» TASK DETAILS
Output each entry verbatim.

(Stored items)
[Start of section]
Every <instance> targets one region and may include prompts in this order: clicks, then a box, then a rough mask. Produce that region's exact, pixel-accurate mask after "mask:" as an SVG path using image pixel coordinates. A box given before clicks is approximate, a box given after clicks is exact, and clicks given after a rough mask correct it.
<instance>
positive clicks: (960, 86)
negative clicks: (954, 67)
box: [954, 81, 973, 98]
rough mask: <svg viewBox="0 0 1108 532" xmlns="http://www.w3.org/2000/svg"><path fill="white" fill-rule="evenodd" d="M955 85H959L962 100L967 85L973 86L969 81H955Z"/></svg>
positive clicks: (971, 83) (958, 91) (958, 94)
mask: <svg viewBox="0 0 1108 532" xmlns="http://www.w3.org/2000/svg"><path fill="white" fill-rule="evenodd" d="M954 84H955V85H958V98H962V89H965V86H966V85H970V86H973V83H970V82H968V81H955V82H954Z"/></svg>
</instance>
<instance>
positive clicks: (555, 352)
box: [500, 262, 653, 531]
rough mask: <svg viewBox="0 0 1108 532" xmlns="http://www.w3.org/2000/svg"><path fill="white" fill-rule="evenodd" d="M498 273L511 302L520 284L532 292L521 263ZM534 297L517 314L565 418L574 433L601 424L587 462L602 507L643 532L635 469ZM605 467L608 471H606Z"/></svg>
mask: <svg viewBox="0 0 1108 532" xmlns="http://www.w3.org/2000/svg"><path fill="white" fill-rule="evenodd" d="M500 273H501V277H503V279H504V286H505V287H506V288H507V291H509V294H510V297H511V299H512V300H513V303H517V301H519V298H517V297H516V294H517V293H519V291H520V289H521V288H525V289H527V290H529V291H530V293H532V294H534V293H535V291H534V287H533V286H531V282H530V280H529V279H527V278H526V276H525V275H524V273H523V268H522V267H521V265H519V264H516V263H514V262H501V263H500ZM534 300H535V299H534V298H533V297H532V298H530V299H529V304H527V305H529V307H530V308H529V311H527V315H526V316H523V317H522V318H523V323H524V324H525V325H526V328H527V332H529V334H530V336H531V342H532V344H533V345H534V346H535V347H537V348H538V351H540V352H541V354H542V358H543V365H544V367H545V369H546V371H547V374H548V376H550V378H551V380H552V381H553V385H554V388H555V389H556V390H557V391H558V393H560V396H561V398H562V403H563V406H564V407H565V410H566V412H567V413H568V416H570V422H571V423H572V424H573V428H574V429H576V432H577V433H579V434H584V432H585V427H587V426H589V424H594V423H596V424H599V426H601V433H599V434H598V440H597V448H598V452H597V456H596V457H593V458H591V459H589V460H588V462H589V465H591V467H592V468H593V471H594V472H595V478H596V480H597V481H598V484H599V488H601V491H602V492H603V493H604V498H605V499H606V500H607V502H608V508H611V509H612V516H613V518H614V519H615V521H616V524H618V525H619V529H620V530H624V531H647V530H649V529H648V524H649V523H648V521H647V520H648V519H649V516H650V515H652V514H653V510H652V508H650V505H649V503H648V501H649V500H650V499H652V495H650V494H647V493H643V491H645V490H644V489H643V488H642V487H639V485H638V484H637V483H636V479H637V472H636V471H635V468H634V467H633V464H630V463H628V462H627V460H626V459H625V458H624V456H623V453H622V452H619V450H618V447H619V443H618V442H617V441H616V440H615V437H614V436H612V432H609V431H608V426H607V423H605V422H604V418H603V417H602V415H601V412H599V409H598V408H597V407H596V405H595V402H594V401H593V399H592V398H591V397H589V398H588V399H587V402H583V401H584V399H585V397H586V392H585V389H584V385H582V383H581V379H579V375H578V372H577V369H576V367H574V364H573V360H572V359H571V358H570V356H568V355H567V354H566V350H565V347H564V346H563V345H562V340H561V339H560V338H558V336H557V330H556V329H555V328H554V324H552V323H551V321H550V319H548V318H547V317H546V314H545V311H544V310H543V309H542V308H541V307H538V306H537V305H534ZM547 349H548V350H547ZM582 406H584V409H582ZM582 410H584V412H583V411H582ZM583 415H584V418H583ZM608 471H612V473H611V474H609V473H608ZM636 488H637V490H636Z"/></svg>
[End of section]
» WRITTEN ANSWER
Every <instance> targets one region and may include prompts in this order: clicks, then a box, then a rough mask. Produce that region's exact, pixel-accurate mask after "mask:" as an SVG path using image pixel coordinates. A box given before clicks is approximate, a box given after clicks is exact, and clicks given after a rough mask correct it.
<instance>
positive clicks: (960, 86)
negative clicks: (954, 67)
box: [954, 81, 973, 98]
rough mask: <svg viewBox="0 0 1108 532" xmlns="http://www.w3.org/2000/svg"><path fill="white" fill-rule="evenodd" d="M955 85H959L962 100L967 85L973 86L969 81H955Z"/></svg>
positive clicks: (971, 83) (958, 91) (958, 94)
mask: <svg viewBox="0 0 1108 532" xmlns="http://www.w3.org/2000/svg"><path fill="white" fill-rule="evenodd" d="M954 84H955V85H958V98H962V89H965V86H966V85H970V86H973V83H970V82H968V81H955V82H954Z"/></svg>
</instance>
<instance>
positive clicks: (555, 352)
box: [500, 262, 653, 531]
rough mask: <svg viewBox="0 0 1108 532" xmlns="http://www.w3.org/2000/svg"><path fill="white" fill-rule="evenodd" d="M498 273L511 302L520 284L532 292L521 263ZM534 297L517 314L565 418L574 433L601 424L587 462L602 507L643 532L635 469ZM605 467L608 471H606Z"/></svg>
mask: <svg viewBox="0 0 1108 532" xmlns="http://www.w3.org/2000/svg"><path fill="white" fill-rule="evenodd" d="M500 273H501V277H503V279H504V286H505V287H506V288H507V291H509V294H510V297H511V299H512V300H513V303H517V301H519V298H517V297H516V294H517V293H519V291H520V289H521V288H525V289H527V290H529V291H530V293H532V294H534V293H535V291H534V287H533V286H531V282H530V280H529V279H527V278H526V276H525V275H524V273H523V268H522V267H521V265H519V264H516V263H514V262H501V263H500ZM534 300H535V299H534V298H533V297H532V298H530V299H529V304H527V305H529V307H530V308H529V311H527V315H526V316H523V317H522V318H523V323H524V324H525V325H526V328H527V332H529V334H530V336H531V342H532V344H533V345H534V346H535V347H537V348H538V351H540V352H541V354H542V358H543V365H544V367H545V369H546V371H547V374H548V376H550V378H551V380H552V381H553V385H554V388H555V389H556V390H557V391H558V393H560V396H561V398H562V403H563V406H564V407H565V410H566V412H567V413H568V416H570V422H571V423H572V424H573V428H574V429H576V432H577V433H579V434H584V432H585V427H587V426H589V424H594V423H596V424H599V426H601V433H599V434H598V440H597V448H598V452H597V456H596V457H593V458H591V459H589V460H588V462H589V465H591V467H592V468H593V471H594V472H595V478H596V480H597V481H598V484H599V488H601V491H602V492H603V493H604V498H605V499H606V500H607V502H608V508H611V509H612V516H613V518H614V519H615V521H616V524H618V525H619V529H620V530H624V531H647V530H649V529H648V524H649V523H648V521H647V520H648V519H649V516H650V515H652V514H653V510H652V508H650V505H649V503H648V501H649V500H650V499H652V495H650V494H647V493H643V491H645V490H644V489H643V488H642V487H639V485H638V484H637V483H636V479H637V472H636V471H635V468H634V467H633V464H630V463H628V462H627V460H626V459H625V458H624V456H623V453H622V452H619V450H618V447H619V443H618V442H617V441H616V440H615V437H614V436H612V432H609V431H608V426H607V423H605V422H604V418H603V417H602V415H601V412H599V409H598V408H597V407H596V405H595V402H594V401H593V399H592V398H591V397H589V398H588V399H587V402H583V401H584V399H585V397H586V392H585V389H584V385H582V383H581V379H579V375H578V372H577V369H576V367H574V364H573V360H572V359H571V358H570V356H568V355H567V354H566V350H565V347H564V346H563V345H562V340H561V339H560V338H558V336H557V330H556V329H555V328H554V324H552V323H551V321H550V319H548V318H547V317H546V314H545V311H544V310H543V309H542V308H541V307H538V306H537V305H534ZM547 349H548V350H547ZM582 406H584V409H582ZM582 410H584V412H583V411H582ZM583 415H584V418H583ZM608 471H612V473H611V474H609V473H608ZM636 488H637V490H636Z"/></svg>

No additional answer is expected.